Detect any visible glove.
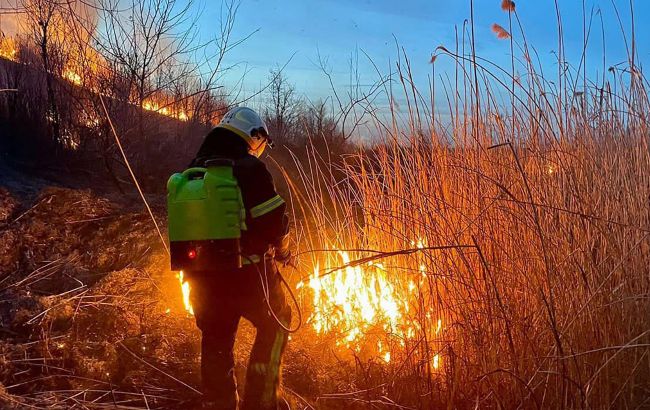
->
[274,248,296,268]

* * * *

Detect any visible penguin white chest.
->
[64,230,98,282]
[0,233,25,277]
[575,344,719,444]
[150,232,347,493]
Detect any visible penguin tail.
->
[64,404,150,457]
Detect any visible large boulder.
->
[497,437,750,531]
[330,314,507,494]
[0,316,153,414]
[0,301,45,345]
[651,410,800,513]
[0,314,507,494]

* * * *

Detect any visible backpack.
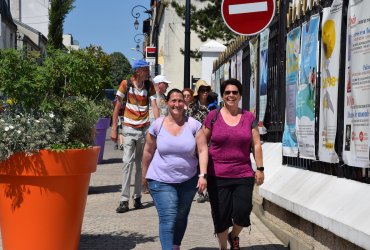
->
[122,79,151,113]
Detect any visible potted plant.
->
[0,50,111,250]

* * * *

▶ Exercise description:
Rewrite only the lines beginning with the one containing "Detect any visible backpack." and ending with the one containing "[0,50,111,250]", substituting "houseplant" for "potted plant" and leaving everything else as it is. Omit the pictures from your answer.

▶ Solution to the problem:
Detect any visible backpack.
->
[122,79,151,113]
Detect any visible houseplant.
->
[0,50,111,250]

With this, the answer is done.